start

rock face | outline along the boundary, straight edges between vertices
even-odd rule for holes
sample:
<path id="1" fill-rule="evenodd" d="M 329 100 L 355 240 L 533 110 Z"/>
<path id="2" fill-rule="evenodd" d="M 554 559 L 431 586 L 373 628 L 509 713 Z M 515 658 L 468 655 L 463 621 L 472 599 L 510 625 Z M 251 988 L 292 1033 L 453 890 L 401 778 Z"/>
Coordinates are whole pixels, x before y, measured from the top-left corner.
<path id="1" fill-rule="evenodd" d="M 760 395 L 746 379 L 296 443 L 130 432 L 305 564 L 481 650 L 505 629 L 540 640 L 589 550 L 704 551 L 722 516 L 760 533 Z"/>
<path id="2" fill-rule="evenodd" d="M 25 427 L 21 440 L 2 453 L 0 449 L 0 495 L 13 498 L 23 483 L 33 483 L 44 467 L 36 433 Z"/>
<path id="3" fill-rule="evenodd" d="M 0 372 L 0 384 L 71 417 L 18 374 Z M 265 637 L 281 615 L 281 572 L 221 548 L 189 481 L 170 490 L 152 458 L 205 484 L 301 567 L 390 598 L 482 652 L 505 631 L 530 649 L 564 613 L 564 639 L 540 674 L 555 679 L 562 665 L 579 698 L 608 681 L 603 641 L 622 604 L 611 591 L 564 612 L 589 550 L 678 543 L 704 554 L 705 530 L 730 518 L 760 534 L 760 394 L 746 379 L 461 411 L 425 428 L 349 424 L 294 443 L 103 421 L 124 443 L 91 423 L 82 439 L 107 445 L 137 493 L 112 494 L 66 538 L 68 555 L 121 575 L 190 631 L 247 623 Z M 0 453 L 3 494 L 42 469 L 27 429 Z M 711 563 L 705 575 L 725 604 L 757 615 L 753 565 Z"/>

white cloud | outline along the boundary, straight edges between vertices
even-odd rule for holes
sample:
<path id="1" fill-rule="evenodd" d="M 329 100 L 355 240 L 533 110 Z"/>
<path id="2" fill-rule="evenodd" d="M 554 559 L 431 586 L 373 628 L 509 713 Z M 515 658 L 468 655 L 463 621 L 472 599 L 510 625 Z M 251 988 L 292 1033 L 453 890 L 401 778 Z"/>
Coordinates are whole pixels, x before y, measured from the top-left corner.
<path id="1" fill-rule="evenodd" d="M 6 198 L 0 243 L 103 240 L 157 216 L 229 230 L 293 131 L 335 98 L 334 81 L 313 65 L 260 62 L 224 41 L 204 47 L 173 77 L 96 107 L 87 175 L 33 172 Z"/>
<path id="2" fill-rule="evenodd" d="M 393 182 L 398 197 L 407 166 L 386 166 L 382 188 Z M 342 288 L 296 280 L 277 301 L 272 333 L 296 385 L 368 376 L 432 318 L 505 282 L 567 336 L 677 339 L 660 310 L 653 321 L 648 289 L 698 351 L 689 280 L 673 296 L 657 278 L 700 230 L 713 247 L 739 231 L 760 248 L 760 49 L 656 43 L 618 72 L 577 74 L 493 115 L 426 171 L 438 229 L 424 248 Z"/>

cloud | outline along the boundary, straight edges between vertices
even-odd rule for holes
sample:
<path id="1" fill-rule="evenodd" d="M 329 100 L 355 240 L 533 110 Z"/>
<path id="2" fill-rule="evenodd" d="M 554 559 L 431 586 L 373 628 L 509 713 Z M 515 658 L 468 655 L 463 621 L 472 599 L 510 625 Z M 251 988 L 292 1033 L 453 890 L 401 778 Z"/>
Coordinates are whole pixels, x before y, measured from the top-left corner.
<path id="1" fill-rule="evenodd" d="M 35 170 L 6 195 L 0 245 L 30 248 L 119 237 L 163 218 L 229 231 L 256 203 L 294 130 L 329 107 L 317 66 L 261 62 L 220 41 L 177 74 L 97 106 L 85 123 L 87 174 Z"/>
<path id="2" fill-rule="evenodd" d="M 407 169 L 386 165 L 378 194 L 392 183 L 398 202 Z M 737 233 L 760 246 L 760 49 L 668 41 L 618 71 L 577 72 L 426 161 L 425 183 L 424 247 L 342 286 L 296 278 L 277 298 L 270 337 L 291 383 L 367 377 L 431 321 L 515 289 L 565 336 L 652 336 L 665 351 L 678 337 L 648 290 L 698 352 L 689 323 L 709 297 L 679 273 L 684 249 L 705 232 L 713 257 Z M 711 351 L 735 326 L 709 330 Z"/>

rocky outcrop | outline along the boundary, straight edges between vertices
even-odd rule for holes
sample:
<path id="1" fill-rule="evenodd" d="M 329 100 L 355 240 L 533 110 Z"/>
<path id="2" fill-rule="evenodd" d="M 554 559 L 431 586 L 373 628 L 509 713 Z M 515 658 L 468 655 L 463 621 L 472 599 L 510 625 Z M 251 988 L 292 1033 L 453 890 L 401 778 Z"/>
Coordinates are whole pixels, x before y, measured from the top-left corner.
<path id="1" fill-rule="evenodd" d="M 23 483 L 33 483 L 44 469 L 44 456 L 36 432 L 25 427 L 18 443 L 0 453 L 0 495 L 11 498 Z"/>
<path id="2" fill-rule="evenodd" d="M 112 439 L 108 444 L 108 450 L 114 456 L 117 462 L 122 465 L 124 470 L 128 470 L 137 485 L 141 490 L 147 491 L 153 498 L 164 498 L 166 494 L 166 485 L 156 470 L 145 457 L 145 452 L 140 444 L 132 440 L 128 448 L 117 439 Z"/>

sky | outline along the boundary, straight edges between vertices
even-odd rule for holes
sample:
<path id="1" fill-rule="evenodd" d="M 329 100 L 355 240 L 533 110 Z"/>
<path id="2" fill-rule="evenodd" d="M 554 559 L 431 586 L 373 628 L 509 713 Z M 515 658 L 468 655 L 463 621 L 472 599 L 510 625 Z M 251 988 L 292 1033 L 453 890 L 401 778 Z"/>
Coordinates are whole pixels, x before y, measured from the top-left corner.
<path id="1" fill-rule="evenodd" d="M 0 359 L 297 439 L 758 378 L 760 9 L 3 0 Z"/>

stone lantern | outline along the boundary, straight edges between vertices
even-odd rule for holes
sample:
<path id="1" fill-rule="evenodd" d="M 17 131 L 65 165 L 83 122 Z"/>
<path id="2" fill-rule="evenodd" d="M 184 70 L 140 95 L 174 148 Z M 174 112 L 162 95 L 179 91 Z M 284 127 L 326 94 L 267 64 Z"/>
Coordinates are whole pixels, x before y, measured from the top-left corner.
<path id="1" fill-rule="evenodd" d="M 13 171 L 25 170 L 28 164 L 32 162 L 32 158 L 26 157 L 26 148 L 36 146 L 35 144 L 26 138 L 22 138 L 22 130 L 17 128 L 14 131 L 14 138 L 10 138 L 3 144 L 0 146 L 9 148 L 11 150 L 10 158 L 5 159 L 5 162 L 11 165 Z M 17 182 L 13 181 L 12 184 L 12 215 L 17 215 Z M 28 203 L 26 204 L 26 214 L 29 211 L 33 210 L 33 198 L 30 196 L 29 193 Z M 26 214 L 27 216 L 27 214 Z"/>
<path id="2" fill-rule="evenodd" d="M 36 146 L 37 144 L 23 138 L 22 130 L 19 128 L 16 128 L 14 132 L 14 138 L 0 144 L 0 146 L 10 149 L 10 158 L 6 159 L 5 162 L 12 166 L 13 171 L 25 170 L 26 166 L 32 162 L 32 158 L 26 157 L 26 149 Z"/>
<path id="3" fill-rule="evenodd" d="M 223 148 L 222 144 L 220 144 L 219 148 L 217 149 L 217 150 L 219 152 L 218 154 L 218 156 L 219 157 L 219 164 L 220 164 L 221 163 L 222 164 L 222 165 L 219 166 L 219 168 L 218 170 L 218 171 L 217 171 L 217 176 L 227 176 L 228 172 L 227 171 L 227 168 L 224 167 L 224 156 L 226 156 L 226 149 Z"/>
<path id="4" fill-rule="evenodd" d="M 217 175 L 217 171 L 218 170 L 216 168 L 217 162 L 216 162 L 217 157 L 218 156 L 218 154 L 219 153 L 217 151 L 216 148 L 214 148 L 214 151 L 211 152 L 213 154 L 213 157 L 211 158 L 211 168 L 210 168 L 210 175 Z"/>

end

§ **What the task requires**
Set down, without any change, the lines above that begin with the line containing "white cloud |" and end with the line containing "393 182 L 398", including both of those lines.

§ **The output**
white cloud | outline along the boundary, straight edges between vertices
even-odd rule for holes
sample:
<path id="1" fill-rule="evenodd" d="M 329 100 L 355 240 L 533 110 Z"/>
<path id="2" fill-rule="evenodd" d="M 554 559 L 431 586 L 373 628 L 509 713 Z M 515 658 L 468 655 L 463 621 L 472 599 L 510 625 Z M 251 988 L 292 1033 L 453 890 L 401 778 Z"/>
Coordinates are whole pixels, x before y, measured from the top-left corner.
<path id="1" fill-rule="evenodd" d="M 6 198 L 0 243 L 103 240 L 157 216 L 229 230 L 293 131 L 335 98 L 334 81 L 313 65 L 260 62 L 224 41 L 204 47 L 173 77 L 96 107 L 87 175 L 33 172 Z"/>
<path id="2" fill-rule="evenodd" d="M 393 182 L 398 197 L 407 166 L 386 166 L 382 188 Z M 342 288 L 296 280 L 277 301 L 272 333 L 296 385 L 368 376 L 432 318 L 505 282 L 567 336 L 677 339 L 660 310 L 653 321 L 648 289 L 698 351 L 689 280 L 673 296 L 657 278 L 700 230 L 713 247 L 739 231 L 760 248 L 760 49 L 656 43 L 618 72 L 577 74 L 493 115 L 426 171 L 438 229 L 424 248 Z"/>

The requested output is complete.